— Start —

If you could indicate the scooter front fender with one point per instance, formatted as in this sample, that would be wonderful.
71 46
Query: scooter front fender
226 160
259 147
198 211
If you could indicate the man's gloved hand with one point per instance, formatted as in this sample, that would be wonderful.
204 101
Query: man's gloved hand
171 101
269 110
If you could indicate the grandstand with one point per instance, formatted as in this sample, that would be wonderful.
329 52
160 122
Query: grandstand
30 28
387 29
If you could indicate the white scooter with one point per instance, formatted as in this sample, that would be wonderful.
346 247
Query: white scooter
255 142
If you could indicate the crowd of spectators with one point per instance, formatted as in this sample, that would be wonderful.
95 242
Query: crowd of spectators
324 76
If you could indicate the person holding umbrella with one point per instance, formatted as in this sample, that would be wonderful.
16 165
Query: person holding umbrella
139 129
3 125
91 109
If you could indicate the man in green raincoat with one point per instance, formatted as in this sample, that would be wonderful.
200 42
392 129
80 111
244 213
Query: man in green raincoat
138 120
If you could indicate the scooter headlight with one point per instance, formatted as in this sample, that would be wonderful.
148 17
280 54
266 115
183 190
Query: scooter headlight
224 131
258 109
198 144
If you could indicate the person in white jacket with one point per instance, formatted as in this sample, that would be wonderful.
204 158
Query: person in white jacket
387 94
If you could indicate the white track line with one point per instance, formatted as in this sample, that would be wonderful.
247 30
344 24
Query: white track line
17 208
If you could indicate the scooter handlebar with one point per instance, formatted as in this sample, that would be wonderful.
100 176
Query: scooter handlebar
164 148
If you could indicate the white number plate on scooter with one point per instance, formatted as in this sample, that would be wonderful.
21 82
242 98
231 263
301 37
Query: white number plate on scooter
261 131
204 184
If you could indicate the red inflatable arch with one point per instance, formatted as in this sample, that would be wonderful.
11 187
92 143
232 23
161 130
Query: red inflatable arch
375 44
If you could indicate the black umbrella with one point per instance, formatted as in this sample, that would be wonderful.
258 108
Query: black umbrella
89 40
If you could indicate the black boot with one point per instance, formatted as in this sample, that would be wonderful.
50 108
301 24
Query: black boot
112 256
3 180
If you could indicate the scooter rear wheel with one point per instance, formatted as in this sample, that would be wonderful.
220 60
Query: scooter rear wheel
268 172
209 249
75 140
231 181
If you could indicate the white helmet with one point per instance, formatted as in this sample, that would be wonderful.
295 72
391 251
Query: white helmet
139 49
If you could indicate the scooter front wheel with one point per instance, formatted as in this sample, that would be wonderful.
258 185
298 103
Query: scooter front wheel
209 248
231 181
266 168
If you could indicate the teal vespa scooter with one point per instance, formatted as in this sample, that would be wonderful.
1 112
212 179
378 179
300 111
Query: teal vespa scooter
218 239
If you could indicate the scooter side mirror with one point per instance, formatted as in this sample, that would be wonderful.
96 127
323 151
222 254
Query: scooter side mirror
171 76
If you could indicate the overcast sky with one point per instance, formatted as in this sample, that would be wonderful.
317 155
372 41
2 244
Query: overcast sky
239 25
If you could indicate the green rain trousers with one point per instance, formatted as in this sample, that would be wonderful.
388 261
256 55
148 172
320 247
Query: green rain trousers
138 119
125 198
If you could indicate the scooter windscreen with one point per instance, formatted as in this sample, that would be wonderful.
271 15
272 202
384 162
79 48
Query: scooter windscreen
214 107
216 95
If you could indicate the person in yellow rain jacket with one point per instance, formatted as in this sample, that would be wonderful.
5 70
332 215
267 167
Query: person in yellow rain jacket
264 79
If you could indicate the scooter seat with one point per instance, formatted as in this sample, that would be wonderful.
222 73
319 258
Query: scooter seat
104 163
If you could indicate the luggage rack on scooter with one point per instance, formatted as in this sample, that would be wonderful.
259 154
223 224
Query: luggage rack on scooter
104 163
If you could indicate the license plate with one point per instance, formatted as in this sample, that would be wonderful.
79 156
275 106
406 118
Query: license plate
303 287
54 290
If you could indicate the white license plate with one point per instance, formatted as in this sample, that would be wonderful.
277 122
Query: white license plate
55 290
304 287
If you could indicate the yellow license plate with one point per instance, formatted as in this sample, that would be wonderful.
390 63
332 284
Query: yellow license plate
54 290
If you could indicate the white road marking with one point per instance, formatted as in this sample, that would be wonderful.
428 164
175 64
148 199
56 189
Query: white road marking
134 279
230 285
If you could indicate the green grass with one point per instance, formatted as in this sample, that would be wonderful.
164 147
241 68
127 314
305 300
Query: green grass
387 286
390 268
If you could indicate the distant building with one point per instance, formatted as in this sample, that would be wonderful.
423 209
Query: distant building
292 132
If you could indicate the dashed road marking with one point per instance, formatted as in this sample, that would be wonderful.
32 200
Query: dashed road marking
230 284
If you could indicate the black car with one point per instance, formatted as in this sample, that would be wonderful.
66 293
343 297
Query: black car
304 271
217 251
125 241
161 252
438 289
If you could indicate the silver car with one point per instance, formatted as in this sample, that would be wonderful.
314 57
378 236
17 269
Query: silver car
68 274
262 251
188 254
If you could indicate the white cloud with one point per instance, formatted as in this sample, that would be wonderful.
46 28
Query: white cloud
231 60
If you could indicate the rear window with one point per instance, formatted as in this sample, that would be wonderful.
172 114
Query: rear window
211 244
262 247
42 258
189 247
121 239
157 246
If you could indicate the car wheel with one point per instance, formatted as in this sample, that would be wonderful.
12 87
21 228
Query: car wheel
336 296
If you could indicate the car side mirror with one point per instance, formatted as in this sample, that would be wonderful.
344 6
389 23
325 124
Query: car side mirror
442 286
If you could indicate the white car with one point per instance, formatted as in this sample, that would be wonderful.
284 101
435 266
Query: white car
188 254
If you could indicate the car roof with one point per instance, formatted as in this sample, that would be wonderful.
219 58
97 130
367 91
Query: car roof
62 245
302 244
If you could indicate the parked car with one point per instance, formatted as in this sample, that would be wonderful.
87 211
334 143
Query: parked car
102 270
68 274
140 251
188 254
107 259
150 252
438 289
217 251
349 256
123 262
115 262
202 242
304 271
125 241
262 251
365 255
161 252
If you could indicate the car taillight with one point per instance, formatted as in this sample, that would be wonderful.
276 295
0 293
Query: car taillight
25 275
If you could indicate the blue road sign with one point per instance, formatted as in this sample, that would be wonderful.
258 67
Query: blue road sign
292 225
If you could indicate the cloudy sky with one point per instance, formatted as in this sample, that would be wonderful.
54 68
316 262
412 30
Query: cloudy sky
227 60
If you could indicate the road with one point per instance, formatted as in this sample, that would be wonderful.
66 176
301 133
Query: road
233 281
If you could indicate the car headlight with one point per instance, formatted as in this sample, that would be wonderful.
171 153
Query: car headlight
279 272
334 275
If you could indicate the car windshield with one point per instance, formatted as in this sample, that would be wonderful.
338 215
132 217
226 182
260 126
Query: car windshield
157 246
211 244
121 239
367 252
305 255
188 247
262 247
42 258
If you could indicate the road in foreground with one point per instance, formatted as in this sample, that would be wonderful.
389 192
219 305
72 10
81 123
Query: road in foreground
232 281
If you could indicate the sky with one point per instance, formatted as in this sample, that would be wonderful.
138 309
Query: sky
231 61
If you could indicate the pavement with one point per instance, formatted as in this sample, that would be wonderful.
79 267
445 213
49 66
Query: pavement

— End —

All of the entries must be written out exactly as they stand.

- Answer to the exercise:
If you could indicate the scooter front fender with one point per instance, formatted as in this sample, that would be wonderful.
71 46
Query: scooter front fender
226 160
259 147
198 211
If you could indicate the man's gloved hand with one point per instance, formatted as in this sample, that would be wonderful.
204 101
Query: man's gloved hand
171 101
269 110
If you could indicate the grandstand with one point per instance, formatted as in this sample, that would be wonderful.
329 52
160 122
Query: grandstand
30 28
387 29
If you could indicate the white scooter with one point per instance, formatted as in this sample, that would be wonderful.
346 247
Query: white scooter
255 142
If you could indicate the crowd of spectators with one point per instance, formatted as in this sample, that would be wonderful.
95 242
Query: crowd of spectators
324 76
If you could indicate the person holding umbrella with one point per instance, formatted as in this sample, that would be wonderful.
16 165
Query: person holding umbrella
139 129
3 125
91 109
If you could indicate the man in green raincoat with one point per instance, formatted as in this sample, that would be wonderful.
200 42
392 129
80 111
244 213
Query: man in green raincoat
138 120
If you could indicate the scooter headlight with one point per instance, formatted as in this sample, that would be wonderful.
148 17
280 54
266 115
183 190
Query: scooter headlight
224 131
258 109
198 144
If you could indicate the person in white jacket with one point per instance, formatted as in this sample, that would be wonderful.
204 158
Query: person in white jacket
387 94
If you could indicate the white track line with one point per instance, formatted as in this sample, that would be wonderful.
247 30
344 24
Query: white track line
17 208
If you could indicate the scooter handlebar with one point per instance, formatted as in this sample, that would be wonderful.
100 176
Query: scooter handlebar
164 148
If you could indicate the white number plate on scooter with one point per instance, formatted as in this sample, that would be wonderful.
21 82
242 98
231 263
301 37
Query: white number plate on scooter
261 131
204 184
If you could indicate the red inflatable arch with one point per instance, formatted as in this sample, that would be wonderful.
11 187
92 143
232 23
161 130
Query: red inflatable arch
375 44
If you could indicate the black umbrella with one point per instance, formatted as in this sample, that would be wonderful.
258 108
Query: black umbrella
89 40
If you could indicate the black boot with one point per instance, formatted as in this sample, that would be wonderful.
50 108
301 24
Query: black boot
112 256
3 180
If you could indicate the scooter rear wheel with one point per instance, formatted as in this sample, that would be wonderful.
220 60
Query: scooter rear wheel
268 172
209 249
75 140
231 181
If you could indicate the white helmet with one point per instance, formatted as in this sample, that would be wonderful.
295 72
391 251
Query: white helmet
139 49
If you could indicate the scooter front wheel with one point per instance, formatted as in this sample, that would be wonderful.
258 185
298 103
Query: scooter front wheel
209 248
231 181
266 168
If you could indicate the teal vespa scooter with one point per instance, formatted as in this sample, that would be wonderful.
1 112
212 179
378 179
300 111
Query: teal vespa scooter
218 239
If you could indicate the scooter side mirror with one point per instance, formatted as in this sample, that would be wonderful.
96 127
323 151
222 254
Query: scooter side mirror
171 76
If you could indicate the overcast sky with one point per instance, formatted as in this sample, that would be wonderful.
317 155
372 41
2 244
Query: overcast sky
239 25
If you could indicate the green rain trousers with one point per instance, formatted as in this sample, that would be wonderful.
388 261
256 55
148 172
320 247
Query: green rain trousers
138 119
125 198
If you could indicate the scooter windscreen with one point per instance, formatted as in this sample, that would be wonderful.
271 15
272 202
384 162
79 48
Query: scooter windscreen
214 107
216 95
If you could indicate the person in yellow rain jacket with one point per instance, formatted as in this sample, that would be wonderful.
5 70
332 215
267 167
Query: person in yellow rain jacket
264 79
If you could indicate the scooter seat with one point per instance, formatted as in this sample, that would be wonderful.
222 73
319 258
Query: scooter seat
104 163
If you could indicate the luggage rack on scooter with one point per instance, formatted as in this sample, that would be wonderful.
259 154
223 224
Query: luggage rack on scooter
104 163
If you could indicate the license plate with one point per instance, formatted as in this sample, that would be wonderful.
79 156
275 106
406 118
Query: license plate
303 287
54 290
If you could indicate the white license plate with one point per instance, formatted as in this sample, that would be wonderful.
277 122
Query: white license plate
55 290
304 287
If you could indicate the yellow license plate with one point per instance, formatted as in this sample, that would be wonderful.
390 63
332 284
Query: yellow license plate
54 290
If you could indicate the white road marking with one point per instance, formatted as in this sample, that would be wonderful.
428 164
175 64
148 199
56 189
Query: white road marking
134 279
230 285
If you could indicate the green grass with one point per instance, formatted as in this sample, that would be wonderful.
164 147
241 68
127 314
305 300
Query: green grass
387 286
390 268
If you could indicate the distant building with one point per instance, formatted as in this sample, that would be wonderful.
423 209
Query: distant building
292 132
If you could indicate the dashed road marking with one point per instance, formatted as in this sample, that would be wonderful.
32 200
Query: dashed road marking
230 284
If you could indicate the black car with one point per instance, formatted as in this sample, that would be wonderful.
66 293
343 297
Query: black car
304 271
217 251
125 241
161 252
438 289
If you could indicate the silver car with one point per instance, formatted as in this sample, that would be wonderful.
314 57
378 236
17 269
Query: silver car
68 274
262 251
188 254
If you could indicate the white cloud with one point per instance, formatted as in this sample, that would be wonderful.
46 28
Query: white cloud
231 60
If you could indicate the rear window with one point per instance, formatted as in this sample, that would be wonderful.
172 114
Query: rear window
211 244
262 247
42 258
189 247
121 239
157 246
If you could indicate the car wheel with one point per instance, formatted as in this sample, that would be wonderful.
12 87
21 228
Query: car wheel
336 296
If you could indicate the car side mirror with one point per instance, formatted as in this sample, that would be wonderful.
344 6
389 23
325 124
Query: car side mirror
442 286
If you could indicate the white car with one point per instance, formatted as in this sample, that would be wonderful.
284 101
435 266
Query: white car
188 254
If you could indicate the car roof with one point per instance, formatted as in this sample, that would be wonderful.
219 58
97 130
367 91
Query: car roof
62 245
302 244
If you could indicate the parked car with one point per instance, formatted as in this sample, that would be wonderful.
87 211
334 143
Query: parked car
102 270
68 274
140 251
188 254
107 259
150 252
438 289
217 251
349 256
123 262
115 262
202 242
304 271
125 241
262 251
365 255
161 252
If you could indicate the car taillight with one point per instance, formatted as in this sample, that would be wonderful.
276 295
0 293
Query: car taillight
25 275
If you could indicate the blue road sign with one point per instance, formatted as in this sample, that would be wonderful.
258 67
Query: blue road sign
292 225
If you could indicate the cloudy sky with one point per instance, formatted as in this sample, that would be wonderful.
54 68
316 262
412 30
Query: cloudy sky
227 60
If you could indicate the road with one point per instance, formatted as in this sample, that would be wonderful.
66 176
301 133
Query: road
233 281
If you could indicate the car headlight with one point per instance, formatted as in this sample, that would be wonderful.
171 153
Query: car headlight
279 272
334 275
If you could indicate the car windshield with one point per instance, formatted as in this sample, that would be wonderful.
338 215
132 217
226 182
260 126
Query: car windshield
157 246
211 244
121 239
367 252
305 255
188 247
262 247
42 258
If you could indicate the road in foreground with one point per instance, formatted as in this sample, that would be wonderful.
389 192
219 305
72 10
81 123
Query: road in foreground
232 281
If you could indicate the sky with one point per instance, formatted as in this sample, that would be wonderful.
138 309
Query: sky
231 61
If you could indicate the pavement with one point per instance, formatted as in this sample, that would be wonderful.
79 267
445 213
49 66
Query: pavement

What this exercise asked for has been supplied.